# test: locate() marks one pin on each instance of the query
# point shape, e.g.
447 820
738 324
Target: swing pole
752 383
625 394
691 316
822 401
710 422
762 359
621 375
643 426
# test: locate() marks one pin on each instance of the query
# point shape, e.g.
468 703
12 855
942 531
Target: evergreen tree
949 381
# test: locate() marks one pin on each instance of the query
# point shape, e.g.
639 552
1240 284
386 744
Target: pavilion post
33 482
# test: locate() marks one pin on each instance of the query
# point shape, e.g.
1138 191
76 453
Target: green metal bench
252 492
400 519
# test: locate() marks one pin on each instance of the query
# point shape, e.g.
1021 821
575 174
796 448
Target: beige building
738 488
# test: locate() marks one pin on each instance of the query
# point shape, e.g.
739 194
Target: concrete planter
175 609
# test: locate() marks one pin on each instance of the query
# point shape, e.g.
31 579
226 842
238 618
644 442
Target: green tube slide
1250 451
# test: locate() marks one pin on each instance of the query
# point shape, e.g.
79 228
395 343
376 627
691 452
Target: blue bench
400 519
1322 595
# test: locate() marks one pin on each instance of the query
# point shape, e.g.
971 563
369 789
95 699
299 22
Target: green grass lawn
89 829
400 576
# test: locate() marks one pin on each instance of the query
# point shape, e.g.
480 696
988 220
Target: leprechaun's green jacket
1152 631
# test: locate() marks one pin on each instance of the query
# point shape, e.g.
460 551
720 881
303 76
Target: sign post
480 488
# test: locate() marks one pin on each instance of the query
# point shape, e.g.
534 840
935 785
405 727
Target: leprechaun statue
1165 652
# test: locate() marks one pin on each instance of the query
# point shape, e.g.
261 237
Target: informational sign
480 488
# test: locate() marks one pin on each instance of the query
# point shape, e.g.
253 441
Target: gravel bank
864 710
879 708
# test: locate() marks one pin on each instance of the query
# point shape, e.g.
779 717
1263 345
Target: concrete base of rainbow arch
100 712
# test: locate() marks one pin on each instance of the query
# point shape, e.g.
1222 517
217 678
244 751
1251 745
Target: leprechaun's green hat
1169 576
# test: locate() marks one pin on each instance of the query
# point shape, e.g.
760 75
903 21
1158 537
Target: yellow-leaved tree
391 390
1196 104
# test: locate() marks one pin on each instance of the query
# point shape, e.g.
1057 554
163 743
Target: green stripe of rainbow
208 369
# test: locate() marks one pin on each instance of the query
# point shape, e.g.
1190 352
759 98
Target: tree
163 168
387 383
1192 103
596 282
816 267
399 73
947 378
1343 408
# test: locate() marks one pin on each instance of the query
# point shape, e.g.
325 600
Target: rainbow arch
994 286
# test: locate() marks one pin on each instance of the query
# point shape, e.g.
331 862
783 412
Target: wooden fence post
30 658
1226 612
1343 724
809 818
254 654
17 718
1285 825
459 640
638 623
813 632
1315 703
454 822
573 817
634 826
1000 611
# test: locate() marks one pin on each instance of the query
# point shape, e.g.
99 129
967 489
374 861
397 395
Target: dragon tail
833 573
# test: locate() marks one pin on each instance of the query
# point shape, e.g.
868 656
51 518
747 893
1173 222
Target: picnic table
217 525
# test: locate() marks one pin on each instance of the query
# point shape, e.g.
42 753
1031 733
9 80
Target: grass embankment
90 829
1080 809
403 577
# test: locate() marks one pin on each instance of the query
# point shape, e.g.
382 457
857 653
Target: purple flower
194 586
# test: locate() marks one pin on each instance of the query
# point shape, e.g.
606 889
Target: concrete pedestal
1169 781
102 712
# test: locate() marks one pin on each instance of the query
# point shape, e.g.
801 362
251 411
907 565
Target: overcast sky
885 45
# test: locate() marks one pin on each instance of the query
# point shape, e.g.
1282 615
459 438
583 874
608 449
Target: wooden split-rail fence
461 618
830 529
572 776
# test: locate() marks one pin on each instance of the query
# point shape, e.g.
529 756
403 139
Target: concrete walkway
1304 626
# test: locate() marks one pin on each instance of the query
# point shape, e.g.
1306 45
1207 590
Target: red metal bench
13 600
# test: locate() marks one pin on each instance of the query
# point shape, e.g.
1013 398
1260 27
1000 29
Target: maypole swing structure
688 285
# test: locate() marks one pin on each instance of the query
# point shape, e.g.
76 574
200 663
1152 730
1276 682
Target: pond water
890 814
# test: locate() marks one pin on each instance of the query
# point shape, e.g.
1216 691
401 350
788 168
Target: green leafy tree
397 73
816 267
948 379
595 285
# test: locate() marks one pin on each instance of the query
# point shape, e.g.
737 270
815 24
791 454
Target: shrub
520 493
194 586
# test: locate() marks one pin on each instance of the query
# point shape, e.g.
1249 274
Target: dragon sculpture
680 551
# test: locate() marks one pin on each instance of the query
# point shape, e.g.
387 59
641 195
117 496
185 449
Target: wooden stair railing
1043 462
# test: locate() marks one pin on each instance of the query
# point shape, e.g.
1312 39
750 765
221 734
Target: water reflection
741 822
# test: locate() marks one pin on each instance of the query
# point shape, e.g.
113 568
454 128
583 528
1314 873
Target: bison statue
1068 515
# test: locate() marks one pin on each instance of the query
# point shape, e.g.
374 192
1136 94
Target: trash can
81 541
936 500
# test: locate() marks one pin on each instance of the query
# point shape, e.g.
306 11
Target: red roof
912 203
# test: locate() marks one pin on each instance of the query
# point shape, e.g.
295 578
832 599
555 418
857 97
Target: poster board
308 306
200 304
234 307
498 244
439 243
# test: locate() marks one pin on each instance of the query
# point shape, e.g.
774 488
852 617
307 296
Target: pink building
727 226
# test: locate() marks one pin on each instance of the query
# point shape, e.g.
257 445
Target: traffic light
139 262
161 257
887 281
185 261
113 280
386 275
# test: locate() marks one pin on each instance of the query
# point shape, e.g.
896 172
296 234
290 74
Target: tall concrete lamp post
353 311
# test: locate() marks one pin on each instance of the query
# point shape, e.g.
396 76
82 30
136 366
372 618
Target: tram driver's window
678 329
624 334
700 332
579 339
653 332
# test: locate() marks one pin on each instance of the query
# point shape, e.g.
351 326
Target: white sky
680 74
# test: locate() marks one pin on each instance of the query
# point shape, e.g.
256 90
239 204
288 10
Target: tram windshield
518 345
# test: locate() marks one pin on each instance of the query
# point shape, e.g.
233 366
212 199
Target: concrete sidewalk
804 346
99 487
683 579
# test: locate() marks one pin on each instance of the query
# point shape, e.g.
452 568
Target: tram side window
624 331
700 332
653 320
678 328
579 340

★ ★ ★ ★ ★

### To do
Repeat the whole listing exactly.

### Task solution
# test: locate() marks one pin on each instance of the query
# point shape, e.g.
447 820
738 324
Target: swing pole
752 383
625 394
691 316
822 401
710 422
762 359
621 375
643 426
# test: locate() marks one pin on each instance of the query
# point shape, e.g.
468 703
12 855
942 531
Target: evergreen tree
949 381
# test: locate() marks one pin on each instance of the query
# point shape, e.g.
639 552
1240 284
386 744
Target: pavilion post
33 482
# test: locate() marks one pin on each instance of the query
# point shape, e.g.
1138 191
76 453
Target: green metal bench
252 492
400 519
# test: locate() marks one pin on each instance of the query
# point shape, e.g.
1021 821
575 174
796 448
Target: beige building
738 488
# test: locate() marks one pin on each instance of the query
# point shape, e.g.
739 194
Target: concrete planter
175 609
# test: locate() marks one pin on each instance of the query
# point shape, e.g.
31 579
226 842
238 618
644 442
Target: green tube slide
1250 451
# test: locate() marks one pin on each instance of the query
# point shape, e.g.
79 228
395 343
376 627
691 452
Target: blue bench
400 519
1322 595
# test: locate() marks one pin on each instance of the query
# point shape, e.g.
971 563
369 789
95 699
299 22
Target: green grass lawn
89 829
400 576
# test: locate() marks one pin on each instance of the query
# point shape, e.g.
480 696
988 220
Target: leprechaun's green jacket
1152 631
# test: locate() marks one pin on each instance of the query
# point shape, e.g.
460 551
720 881
303 76
Target: sign post
480 488
# test: locate() marks one pin on each instance of the query
# point shape, e.g.
534 840
935 785
405 727
Target: leprechaun statue
1165 652
# test: locate() marks one pin on each instance of the query
# point shape, e.g.
261 237
Target: informational sign
480 488
# test: locate() marks one pin on each instance of the query
# point shape, e.g.
253 441
Target: gravel bank
864 710
879 708
# test: locate() marks one pin on each instance of the query
# point shape, e.g.
779 717
1263 345
Target: concrete base of rainbow arch
100 712
# test: locate() marks one pin on each instance of the query
# point shape, e.g.
1222 517
217 678
244 751
1251 745
Target: leprechaun's green hat
1169 576
# test: locate() marks one pin on each instance of the query
# point shape, e.g.
760 75
903 21
1158 537
Target: yellow-leaved tree
391 390
1196 104
# test: locate() marks one pin on each instance of the query
# point shape, e.g.
1057 554
163 743
Target: green stripe of rainbow
208 369
# test: locate() marks one pin on each instance of the query
# point shape, e.g.
1190 352
759 98
Target: tree
163 168
387 383
1192 103
596 282
816 267
399 73
947 378
1343 408
# test: locate() marks one pin on each instance of the query
# point shape, e.g.
325 600
Target: rainbow arch
994 286
# test: locate() marks one pin on each instance of the query
# point shape, e.g.
331 862
783 412
Target: wooden fence post
30 658
1226 612
1343 724
809 818
254 654
17 718
1285 825
459 640
638 623
813 632
1315 703
454 822
573 817
634 826
1000 611
# test: locate() marks one pin on each instance of the query
# point shape, e.g.
99 129
967 489
374 861
397 395
Target: dragon tail
833 573
# test: locate() marks one pin on each instance of the query
# point shape, e.g.
868 656
51 518
747 893
1173 222
Target: picnic table
217 525
# test: locate() marks one pin on each instance of the query
# point shape, e.g.
42 753
1031 733
9 80
Target: grass embankment
90 829
1080 809
403 577
# test: locate() marks one pin on each instance of the query
# point shape, e.g.
382 457
857 653
Target: purple flower
194 586
# test: locate() marks one pin on each instance of the query
# point shape, e.g.
606 889
Target: concrete pedestal
1169 781
102 712
# test: locate() marks one pin on each instance of the query
# point shape, e.g.
801 362
251 411
907 565
Target: overcast sky
885 45
# test: locate() marks one pin on each instance of the query
# point shape, e.g.
1282 615
459 438
583 874
608 449
Target: wooden split-rail fence
461 618
830 529
572 776
# test: locate() marks one pin on each instance of the query
# point shape, e.g.
529 756
403 139
Target: concrete walkway
1304 626
# test: locate() marks one pin on each instance of the query
# point shape, e.g.
1306 45
1207 590
Target: red metal bench
13 600
# test: locate() marks one pin on each instance of the query
# point shape, e.g.
1013 398
1260 27
1000 29
Target: maypole swing structure
688 285
# test: locate() marks one pin on each instance of the query
# point shape, e.g.
76 574
200 663
1152 730
1276 682
Target: pond water
890 814
# test: locate() marks one pin on each instance of the query
# point shape, e.g.
1216 691
401 350
788 168
Target: green leafy tree
397 73
816 267
948 379
595 285
# test: locate() marks one pin on each instance of the query
# point shape, e.g.
737 270
815 24
791 454
Target: shrub
520 493
194 586
# test: locate() marks one pin on each instance of the query
# point shape, e.g.
1249 274
Target: dragon sculpture
680 551
# test: locate() marks one pin on each instance of the query
# point shape, e.g.
387 59
641 195
117 496
185 449
Target: wooden stair railing
1043 462
# test: locate() marks one pin on each instance of the query
# point shape, e.g.
1312 39
750 765
221 734
Target: water reflection
741 822
# test: locate() marks one pin on each instance of the query
# point shape, e.g.
113 568
454 128
583 528
1314 873
Target: bison statue
1068 515
# test: locate() marks one pin on each instance of the query
# point shape, e.g.
374 192
1136 94
Target: trash can
81 541
936 500
# test: locate() marks one pin on each instance of the query
# point shape, e.g.
306 11
Target: red roof
912 203
# test: locate() marks one pin on each instance of the query
# point shape, e.g.
295 578
832 599
555 418
857 97
Target: poster board
308 306
200 304
234 307
498 244
439 243
# test: locate() marks one pin on each instance of the query
# point shape, e.g.
774 488
852 617
307 296
Target: pink building
727 226
# test: locate() marks one pin on each instance of the query
# point shape, e.g.
257 445
Target: traffic light
139 262
161 257
887 281
185 261
113 280
386 275
# test: locate() marks one pin on each instance of the query
# point shape, e.g.
896 172
296 234
290 74
Target: tall concrete lamp post
353 311
# test: locate() marks one pin on each instance of the query
# point shape, e.g.
396 76
82 30
136 366
372 618
Target: tram driver's window
678 329
624 334
700 332
579 339
653 332
# test: locate() marks one pin on each instance of the query
# point shape, e.g.
351 326
Target: white sky
680 74
# test: locate() marks one pin on each instance of the query
# point shape, e.g.
256 90
239 204
288 10
Target: tram windshield
518 345
# test: locate() marks one pin on each instance of the query
# point shape, e.g.
233 366
212 199
Target: concrete sidewalk
804 346
99 487
683 579
# test: locate() marks one pin on each instance of the query
# point shape, e.g.
452 568
Target: tram side window
624 331
700 332
653 320
678 328
579 340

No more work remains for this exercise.